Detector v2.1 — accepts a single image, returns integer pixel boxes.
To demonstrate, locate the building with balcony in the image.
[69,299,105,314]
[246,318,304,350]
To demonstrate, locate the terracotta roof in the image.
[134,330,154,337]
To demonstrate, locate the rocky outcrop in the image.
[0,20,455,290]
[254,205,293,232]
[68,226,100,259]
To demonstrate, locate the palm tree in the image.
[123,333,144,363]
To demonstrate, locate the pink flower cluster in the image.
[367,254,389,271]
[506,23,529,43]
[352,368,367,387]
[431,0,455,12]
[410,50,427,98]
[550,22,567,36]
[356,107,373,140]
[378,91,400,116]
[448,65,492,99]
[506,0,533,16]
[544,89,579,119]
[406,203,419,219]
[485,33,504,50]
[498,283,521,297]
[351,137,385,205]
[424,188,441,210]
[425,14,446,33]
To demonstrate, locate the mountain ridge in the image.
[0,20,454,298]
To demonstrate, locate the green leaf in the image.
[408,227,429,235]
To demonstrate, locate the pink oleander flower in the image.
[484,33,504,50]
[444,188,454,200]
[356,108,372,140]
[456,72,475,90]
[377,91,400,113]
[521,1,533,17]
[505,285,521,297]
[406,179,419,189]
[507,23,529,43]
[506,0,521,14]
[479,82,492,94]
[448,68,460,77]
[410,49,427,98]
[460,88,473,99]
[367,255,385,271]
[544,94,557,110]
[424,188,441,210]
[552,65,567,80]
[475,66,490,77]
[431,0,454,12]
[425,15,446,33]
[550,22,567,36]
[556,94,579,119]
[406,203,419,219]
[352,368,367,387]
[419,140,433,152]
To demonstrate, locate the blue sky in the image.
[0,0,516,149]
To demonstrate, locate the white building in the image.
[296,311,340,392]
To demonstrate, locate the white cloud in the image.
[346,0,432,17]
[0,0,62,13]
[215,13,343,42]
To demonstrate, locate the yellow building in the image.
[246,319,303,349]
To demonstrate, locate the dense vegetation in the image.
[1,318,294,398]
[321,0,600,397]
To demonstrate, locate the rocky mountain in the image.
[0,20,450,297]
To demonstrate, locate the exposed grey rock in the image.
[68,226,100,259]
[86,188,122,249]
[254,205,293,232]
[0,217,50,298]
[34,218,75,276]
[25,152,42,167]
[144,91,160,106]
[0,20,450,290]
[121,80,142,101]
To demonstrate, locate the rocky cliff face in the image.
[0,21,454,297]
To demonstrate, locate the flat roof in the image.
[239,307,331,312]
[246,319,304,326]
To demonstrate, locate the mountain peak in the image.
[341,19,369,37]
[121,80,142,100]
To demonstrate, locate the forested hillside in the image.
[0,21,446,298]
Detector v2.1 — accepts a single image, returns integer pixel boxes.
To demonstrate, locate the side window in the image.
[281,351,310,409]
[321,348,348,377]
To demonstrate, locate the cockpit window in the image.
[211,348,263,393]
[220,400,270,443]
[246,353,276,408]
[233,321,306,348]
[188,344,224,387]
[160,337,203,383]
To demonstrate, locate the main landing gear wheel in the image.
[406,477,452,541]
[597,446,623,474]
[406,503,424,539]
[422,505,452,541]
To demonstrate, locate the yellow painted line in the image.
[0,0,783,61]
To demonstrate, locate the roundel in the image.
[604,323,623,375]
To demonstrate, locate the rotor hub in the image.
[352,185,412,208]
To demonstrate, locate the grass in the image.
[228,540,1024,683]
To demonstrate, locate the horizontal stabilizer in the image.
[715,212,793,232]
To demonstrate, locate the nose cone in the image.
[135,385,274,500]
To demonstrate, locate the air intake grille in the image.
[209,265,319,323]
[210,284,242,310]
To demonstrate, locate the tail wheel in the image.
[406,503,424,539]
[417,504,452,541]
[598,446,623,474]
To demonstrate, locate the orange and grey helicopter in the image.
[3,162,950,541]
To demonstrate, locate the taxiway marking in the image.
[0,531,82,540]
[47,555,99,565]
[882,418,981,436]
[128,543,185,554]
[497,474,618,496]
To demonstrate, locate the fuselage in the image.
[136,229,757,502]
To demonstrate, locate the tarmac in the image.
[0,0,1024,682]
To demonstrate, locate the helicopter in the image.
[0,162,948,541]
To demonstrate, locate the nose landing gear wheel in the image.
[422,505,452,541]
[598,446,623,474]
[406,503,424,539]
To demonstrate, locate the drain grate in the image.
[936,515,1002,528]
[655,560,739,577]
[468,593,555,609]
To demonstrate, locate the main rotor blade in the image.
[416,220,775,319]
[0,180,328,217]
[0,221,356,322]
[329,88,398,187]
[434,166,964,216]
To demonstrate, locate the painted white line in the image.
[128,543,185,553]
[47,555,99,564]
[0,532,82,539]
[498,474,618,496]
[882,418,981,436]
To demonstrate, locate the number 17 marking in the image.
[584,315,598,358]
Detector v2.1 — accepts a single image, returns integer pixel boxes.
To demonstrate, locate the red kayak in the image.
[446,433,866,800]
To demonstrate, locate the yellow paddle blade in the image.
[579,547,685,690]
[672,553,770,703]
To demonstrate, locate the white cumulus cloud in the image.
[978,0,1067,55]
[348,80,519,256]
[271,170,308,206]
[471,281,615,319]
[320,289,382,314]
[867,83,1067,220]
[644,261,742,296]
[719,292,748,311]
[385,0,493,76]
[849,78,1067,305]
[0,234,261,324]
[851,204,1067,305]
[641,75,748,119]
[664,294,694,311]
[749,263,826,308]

EXERCISE GOAL:
Can you recast all the records above as a Markdown table with the columns "Row" and "Line", numbering each line and leaving out any blank ones?

SOLUTION:
| Row | Line |
|---|---|
| 1 | Detector v2.1 — accepts a single image, returns integer pixel boxes. |
| 2 | To demonstrate, locate the building with balcony in the image. |
| 3 | [69,299,105,314] |
| 4 | [246,318,304,350] |
| 5 | To demonstrate, locate the terracotta roof in the image. |
| 6 | [134,330,154,337] |
| 7 | To demonstrate, locate the rocky outcrop in the image. |
| 8 | [0,20,455,290] |
| 9 | [254,205,293,232] |
| 10 | [68,226,100,259] |
| 11 | To demonstrate, locate the palm tree in the image. |
| 12 | [123,333,144,363] |
| 13 | To demonstrate, locate the pink flower cluster in the image. |
| 14 | [367,254,389,271] |
| 15 | [506,23,529,43] |
| 16 | [352,368,367,387] |
| 17 | [431,0,455,12] |
| 18 | [410,50,427,98] |
| 19 | [550,22,567,36] |
| 20 | [356,107,373,140] |
| 21 | [378,91,400,116] |
| 22 | [448,65,492,99] |
| 23 | [506,0,533,16] |
| 24 | [544,89,579,119] |
| 25 | [406,203,419,219] |
| 26 | [485,33,504,50] |
| 27 | [498,283,521,297] |
| 28 | [351,137,385,205] |
| 29 | [424,188,441,210] |
| 30 | [425,14,446,33] |
| 31 | To demonstrate, locate the mountain ridge in the image. |
| 32 | [0,20,454,298] |
| 33 | To demonstrate, locate the green leaf in the image. |
| 34 | [408,227,429,235] |
| 35 | To demonstrate, locate the pink oleander flower in the image. |
| 36 | [484,33,504,50] |
| 37 | [444,188,454,200] |
| 38 | [356,108,372,140] |
| 39 | [456,72,475,90] |
| 40 | [377,91,400,113] |
| 41 | [521,1,533,17] |
| 42 | [505,285,521,297] |
| 43 | [406,179,419,189] |
| 44 | [507,23,529,43] |
| 45 | [506,0,521,14] |
| 46 | [479,82,492,94] |
| 47 | [448,68,460,77] |
| 48 | [410,49,427,98] |
| 49 | [460,88,473,99] |
| 50 | [367,255,385,271] |
| 51 | [544,94,557,110] |
| 52 | [424,188,441,210] |
| 53 | [552,65,567,80] |
| 54 | [475,66,490,77] |
| 55 | [431,0,454,12] |
| 56 | [425,15,446,33] |
| 57 | [550,22,567,36] |
| 58 | [556,94,579,119] |
| 59 | [406,203,419,219] |
| 60 | [352,368,367,387] |
| 61 | [419,140,433,152] |
| 62 | To demonstrate, locate the blue sky in the image. |
| 63 | [0,0,516,149] |
| 64 | To demonstrate, locate the white building in the image. |
| 65 | [296,311,340,392] |
| 66 | To demonstrate, locate the white cloud in the image. |
| 67 | [346,0,432,17] |
| 68 | [0,0,62,13] |
| 69 | [215,13,343,42] |
| 70 | To demonstrate, locate the yellow building in the image. |
| 71 | [246,319,303,349] |
| 72 | To demonstrate, locate the dense vegetation in the image. |
| 73 | [1,318,294,398] |
| 74 | [321,0,600,397] |
| 75 | To demonstrate, locate the rocky mountain in the image. |
| 76 | [0,20,450,297] |
| 77 | To demonstrate, locate the exposed grey rock in the image. |
| 78 | [68,226,100,259] |
| 79 | [86,188,122,249] |
| 80 | [254,205,293,232] |
| 81 | [0,217,50,298] |
| 82 | [34,218,75,276] |
| 83 | [25,152,42,167] |
| 84 | [144,91,160,106] |
| 85 | [0,20,450,290] |
| 86 | [121,80,142,101] |
| 87 | To demonstrate, locate the rocky cliff face in the image. |
| 88 | [0,21,454,297] |
| 89 | To demonstrate, locate the flat roof in the image. |
| 90 | [239,307,331,312] |
| 91 | [246,319,304,326] |
| 92 | To demonstrate, locate the mountain peak in the image. |
| 93 | [341,19,369,37] |
| 94 | [121,80,142,100] |
| 95 | To demonstrate, locate the forested hillside in the image. |
| 96 | [0,21,446,298] |
| 97 | Detector v2.1 — accepts a single image, returns integer pixel boxes. |
| 98 | To demonstrate, locate the side window in the image. |
| 99 | [281,351,310,409] |
| 100 | [321,348,348,377] |
| 101 | To demonstrate, locate the cockpit window in the image. |
| 102 | [211,348,263,393] |
| 103 | [220,400,270,443] |
| 104 | [246,353,276,408] |
| 105 | [233,321,306,348] |
| 106 | [188,344,224,387] |
| 107 | [160,337,203,383] |
| 108 | To demonstrate, locate the main landing gear wheel in the image. |
| 109 | [406,477,452,541] |
| 110 | [597,446,623,474] |
| 111 | [406,503,424,539] |
| 112 | [422,505,452,541] |
| 113 | To demonstrate, locate the yellow painted line in the image. |
| 114 | [0,0,783,61] |
| 115 | To demonstrate, locate the roundel in the image. |
| 116 | [604,323,623,375] |
| 117 | To demonstrate, locate the rotor hub in the image. |
| 118 | [352,185,412,208] |
| 119 | To demonstrate, locate the grass in the image. |
| 120 | [228,540,1024,683] |
| 121 | To demonstrate, locate the horizontal stabilizer in the image. |
| 122 | [715,212,793,232] |
| 123 | To demonstrate, locate the nose cone in the image. |
| 124 | [135,385,274,500] |
| 125 | To demonstrate, locate the air intake grille in the image. |
| 126 | [209,265,319,323] |
| 127 | [210,284,242,310] |
| 128 | To demonstrate, locate the tail wheel in the image. |
| 129 | [406,503,424,539] |
| 130 | [417,504,452,541] |
| 131 | [598,446,623,474] |
| 132 | To demonstrate, locate the orange and grey helicopter in the image. |
| 133 | [3,162,950,541] |
| 134 | To demonstrate, locate the taxiway marking in the image. |
| 135 | [0,531,82,540] |
| 136 | [47,555,99,565] |
| 137 | [882,418,981,436] |
| 138 | [128,543,185,554] |
| 139 | [497,474,618,496] |
| 140 | To demonstrate, locate the fuselage in the image. |
| 141 | [136,229,757,502] |
| 142 | To demonstrate, locate the tarmac in the image. |
| 143 | [0,0,1024,682] |
| 144 | To demonstrate, locate the helicopter in the image. |
| 145 | [0,162,948,541] |
| 146 | To demonstrate, locate the nose landing gear wheel in the image. |
| 147 | [422,505,452,541] |
| 148 | [598,446,623,474] |
| 149 | [406,503,424,539] |
| 150 | To demonstrate, locate the drain grate in the image. |
| 151 | [936,515,1002,528] |
| 152 | [655,560,739,577] |
| 153 | [468,593,555,609] |
| 154 | To demonstrate, locate the main rotor blade in the image. |
| 155 | [416,220,775,319] |
| 156 | [0,180,328,217] |
| 157 | [0,221,356,322] |
| 158 | [329,88,398,187] |
| 159 | [434,166,964,216] |
| 160 | To demonstrate, locate the painted white line in the image. |
| 161 | [128,543,185,553] |
| 162 | [47,555,99,564] |
| 163 | [0,532,82,539] |
| 164 | [498,474,618,496] |
| 165 | [882,418,981,436] |
| 166 | To demonstrate, locate the number 17 marking in the image. |
| 167 | [584,315,598,358] |
| 168 | Detector v2.1 — accepts a single image, returns integer pixel boxes. |
| 169 | To demonstrate, locate the red kayak in the image. |
| 170 | [446,433,866,800] |
| 171 | To demonstrate, locate the yellow paddle blade in the image. |
| 172 | [579,547,685,690] |
| 173 | [672,553,770,703] |
| 174 | To demonstrate, locate the white cumulus cloud in the image. |
| 175 | [978,0,1067,55] |
| 176 | [348,80,519,256] |
| 177 | [271,170,308,206] |
| 178 | [471,281,615,319] |
| 179 | [320,289,382,314] |
| 180 | [867,83,1067,220] |
| 181 | [644,261,742,296] |
| 182 | [719,292,748,311] |
| 183 | [385,0,493,76] |
| 184 | [849,78,1067,305] |
| 185 | [0,234,261,324] |
| 186 | [851,204,1067,305] |
| 187 | [641,75,748,119] |
| 188 | [664,294,694,311] |
| 189 | [749,263,826,308] |